• THE TASK
Lay out every line of the rows below as a numbered list, omitting any blank lines.

(Labeled region records)
==================================================
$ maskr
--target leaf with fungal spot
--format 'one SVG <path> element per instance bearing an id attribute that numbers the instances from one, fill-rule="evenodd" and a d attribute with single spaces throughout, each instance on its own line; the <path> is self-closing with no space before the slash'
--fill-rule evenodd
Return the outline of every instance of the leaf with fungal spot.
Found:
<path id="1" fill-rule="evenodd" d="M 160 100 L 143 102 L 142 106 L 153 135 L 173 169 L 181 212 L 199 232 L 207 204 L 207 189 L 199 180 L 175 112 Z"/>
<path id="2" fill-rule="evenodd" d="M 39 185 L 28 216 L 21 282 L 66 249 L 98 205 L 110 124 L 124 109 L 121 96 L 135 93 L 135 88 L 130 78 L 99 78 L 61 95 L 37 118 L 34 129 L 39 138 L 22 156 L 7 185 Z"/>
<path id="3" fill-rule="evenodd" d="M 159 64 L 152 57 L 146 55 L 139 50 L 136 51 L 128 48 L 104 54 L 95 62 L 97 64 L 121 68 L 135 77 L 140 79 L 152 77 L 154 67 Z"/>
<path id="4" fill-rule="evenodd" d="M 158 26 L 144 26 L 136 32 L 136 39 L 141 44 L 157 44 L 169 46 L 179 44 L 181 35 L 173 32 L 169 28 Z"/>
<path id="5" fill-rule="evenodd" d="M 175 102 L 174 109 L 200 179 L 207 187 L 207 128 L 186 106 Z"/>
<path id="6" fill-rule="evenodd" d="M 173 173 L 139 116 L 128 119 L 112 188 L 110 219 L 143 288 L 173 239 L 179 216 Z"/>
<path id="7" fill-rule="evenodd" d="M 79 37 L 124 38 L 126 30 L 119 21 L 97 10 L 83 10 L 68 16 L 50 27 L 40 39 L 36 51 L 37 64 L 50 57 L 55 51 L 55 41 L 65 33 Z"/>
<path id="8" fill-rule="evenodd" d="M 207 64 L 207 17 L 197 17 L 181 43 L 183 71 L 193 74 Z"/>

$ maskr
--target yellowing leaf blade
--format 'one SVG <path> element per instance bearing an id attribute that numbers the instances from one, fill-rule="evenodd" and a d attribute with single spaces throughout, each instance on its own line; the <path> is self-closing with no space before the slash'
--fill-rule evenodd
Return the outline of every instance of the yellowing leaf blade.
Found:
==================================================
• SOLUTION TO THE EXERCISE
1. $ maskr
2. --target leaf with fungal spot
3. --format 'one SVG <path> element per instance bearing an id attribute that numbers the instances from one, fill-rule="evenodd" and a d attribute with single spaces throughout, each instance on its own line; the <path> is self-closing with no space before the slash'
4. --fill-rule evenodd
5. Return the outline of every instance of the leaf with fungal spot.
6. Found:
7. <path id="1" fill-rule="evenodd" d="M 160 100 L 143 102 L 142 106 L 153 135 L 173 169 L 181 212 L 199 232 L 207 204 L 207 189 L 199 180 L 175 112 Z"/>
8. <path id="2" fill-rule="evenodd" d="M 39 185 L 28 216 L 21 282 L 66 249 L 98 205 L 110 124 L 124 109 L 121 96 L 135 93 L 135 88 L 130 78 L 99 78 L 61 95 L 37 118 L 34 129 L 39 138 L 22 156 L 7 185 Z"/>
9. <path id="3" fill-rule="evenodd" d="M 159 64 L 152 57 L 146 55 L 139 50 L 136 51 L 128 48 L 104 54 L 95 62 L 97 64 L 121 68 L 135 77 L 140 79 L 152 77 L 154 67 Z"/>
10. <path id="4" fill-rule="evenodd" d="M 158 26 L 144 26 L 136 32 L 136 39 L 141 44 L 157 44 L 169 46 L 179 44 L 181 35 L 173 32 L 169 28 Z"/>
11. <path id="5" fill-rule="evenodd" d="M 175 102 L 174 109 L 200 179 L 207 187 L 207 128 L 186 106 Z"/>
12. <path id="6" fill-rule="evenodd" d="M 173 173 L 139 116 L 128 119 L 112 188 L 110 219 L 143 288 L 173 239 L 179 216 Z"/>
13. <path id="7" fill-rule="evenodd" d="M 79 37 L 124 38 L 126 30 L 119 21 L 97 10 L 83 10 L 68 16 L 50 27 L 40 39 L 36 51 L 37 64 L 50 57 L 55 51 L 55 41 L 65 33 Z"/>
14. <path id="8" fill-rule="evenodd" d="M 207 64 L 207 17 L 197 17 L 181 43 L 183 71 L 193 74 Z"/>
15. $ maskr
16. --target yellowing leaf blade
17. --format 'one SVG <path> element per instance bearing an id attribute that numbers the instances from one, fill-rule="evenodd" and a d attribute with single spaces throughout, each instance on its own line; the <path> is self-closing with no space before the slash'
18. --fill-rule evenodd
19. Return the outline of every instance of the yellowing leaf blade.
20. Found:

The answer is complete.